◆ **Consigne**: Recopiez le passage du texte sur la biographie de Spinoza en commençant aux mots « Il est probable que » et en vous arrêtant après « l'immortalité de l'âme. ».

On ne se lance pas dans une telle lecture au hasard. En effet, même si l'on n'est pas un philosophe aguerri, le sujet « Spinoza », évoque un système philosophique aride exposé à une époque ancienne (le dix-septième siècle aux Pays-Bas, pays natal de Spinoza), de plus, l'ampleur de l'ouvrage : 601 pages, suppose un bel appétit de savoir pour un sujet somme toute relativement précis. Toutefois, le texte en quatrième de couverture à de quoi convaincre tous les lecteurs potentiels« Cette vie de Spinoza est sans doute la meilleure biographie qu'on puisse lire sur l'auteur de l'Éthique […] Elle ne remplace évidemment pas la lecture des oeuvres du philosophe : mais elle l'éclaire et la rend à bien des égards encore plus émouvante. » Je me suis donc plongé dans ce pavé avec enthousiasme.



Au début du livre j'ai été un peu surpris par le long développement (plus de 50 pages) consacré à l'histoire de l'installation des juifs espagnols aux Pays-Bas. L'histoire de la famille et des différentes communautés juives ainsi que leurs querelles internes ou avec les autorités ne méritaient peut-être pas à mon avis d'y consacrer plus de quelques pages. Ce préliminaire est comme une épreuve de sélection pour tester la motivation du lecteur.



Ce n'est qu'à partir du chapitre 2 page 57 que l'auteur nous parle d'Abraham de Spinoza (l'oncle de Michael de Spinoza futur père du philosophe). Il faut attendre encore la page 107 pour que l'auteur aborde la jeunesse de Sinoza qui a alors 7 ans, nous sommes en 1639.



Spinoza ne fit pas d'études pour devenir Rabbin, il rentre dans la maison d'import-export de son père à la fin de 1649. Il est probable même qu'il ait commencé à travailler dès l'âge de 14 ans. Son père décède en 1654, Spinoza à 21 ans. Il s'est forgé une grande culture religieuse et parle hébreu, latin, espagnol. Il connaît tous les classiques de l'antiquité et témoigne d'une grande indépendance d'esprit.



Le 27 juillet 1656, un Herem est prononcé à son encontre, Spinoza est exclu de la communauté juive en raison de sa conduite et de ses opinions contraires à la doctrine officielle. Personne n'a le droit de l'approcher, de lui parler, de lire ses écrits. Cet ostracisme se prolongera tout au long de sa vie, même s'il sera reconnu comme un grand penseur.



Il est probable que les opinions et la pratique religieuse de Spinoza n'étaient pas les seuls motifs motivant le Herem, mais qu'il y avait aussi derrière des raisons économiques et financières liées au fait que Spinoza s'était écarté des règles de la communauté pour défendre ses droits dans l'héritage de ses parents et qu'il avait fait appel à la loi hollandaise au détriment des règles de la communauté, ce qui causait un préjudice de confiance envers le commerce juif.



Voici quelques idées exprimées par Spinoza et qui détonnaient dans le paysage intellectuel de l'époque :



– Il ne croyait pas à l'immortalité de l'âme.



– il ne considérait pas que les juifs étaient un peuple d'élus.



– Sa conception de l'État et de la société faisait de Spinoza un républicain libéral pour qui la souveraineté résidait dans la volonté du peuple.

◆ **Données fournies**:
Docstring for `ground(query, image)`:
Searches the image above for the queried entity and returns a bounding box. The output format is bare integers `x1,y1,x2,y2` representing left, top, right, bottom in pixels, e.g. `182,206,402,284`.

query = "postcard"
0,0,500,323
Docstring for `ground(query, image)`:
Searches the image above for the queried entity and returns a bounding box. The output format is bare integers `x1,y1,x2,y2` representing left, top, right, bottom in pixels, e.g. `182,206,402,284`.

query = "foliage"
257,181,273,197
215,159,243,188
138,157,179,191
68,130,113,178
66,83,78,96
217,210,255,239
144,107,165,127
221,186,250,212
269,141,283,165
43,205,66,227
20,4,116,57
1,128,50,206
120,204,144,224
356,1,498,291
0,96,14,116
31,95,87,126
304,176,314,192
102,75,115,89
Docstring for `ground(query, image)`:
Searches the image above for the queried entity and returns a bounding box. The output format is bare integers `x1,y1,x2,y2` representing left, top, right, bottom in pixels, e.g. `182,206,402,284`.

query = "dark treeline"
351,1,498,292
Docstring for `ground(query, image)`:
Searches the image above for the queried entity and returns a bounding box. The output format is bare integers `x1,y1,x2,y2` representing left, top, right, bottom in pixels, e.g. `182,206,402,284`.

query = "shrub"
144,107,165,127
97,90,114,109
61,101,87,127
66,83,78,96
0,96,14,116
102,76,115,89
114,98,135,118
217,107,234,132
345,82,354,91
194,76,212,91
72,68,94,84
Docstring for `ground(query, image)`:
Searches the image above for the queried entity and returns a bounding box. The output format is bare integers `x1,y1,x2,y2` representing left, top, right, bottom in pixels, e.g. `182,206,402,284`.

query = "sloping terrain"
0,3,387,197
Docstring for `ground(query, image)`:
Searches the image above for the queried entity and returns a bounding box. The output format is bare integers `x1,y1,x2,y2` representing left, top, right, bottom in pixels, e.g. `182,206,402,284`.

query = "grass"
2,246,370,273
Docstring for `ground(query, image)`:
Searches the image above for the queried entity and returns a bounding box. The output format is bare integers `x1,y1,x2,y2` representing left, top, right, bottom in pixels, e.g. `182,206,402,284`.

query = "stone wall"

◆ **Réponse complète**:
Il est probable que les opinions et la pratique religieuse de Spinoza n'étaient pas les seuls motifs motivant le Herem, mais qu'il y avait aussi derrière des raisons économiques et financières liées au fait que Spinoza s'était écarté des règles de la communauté pour défendre ses droits dans l'héritage de ses parents et qu'il avait fait appel à la loi hollandaise au détriment des règles de la communauté, ce qui causait un préjudice de confiance envers le commerce juif.



Voici quelques idées exprimées par Spinoza et qui détonnaient dans le paysage intellectuel de l'époque :



– Il ne croyait pas à l'immortalité de l'âme.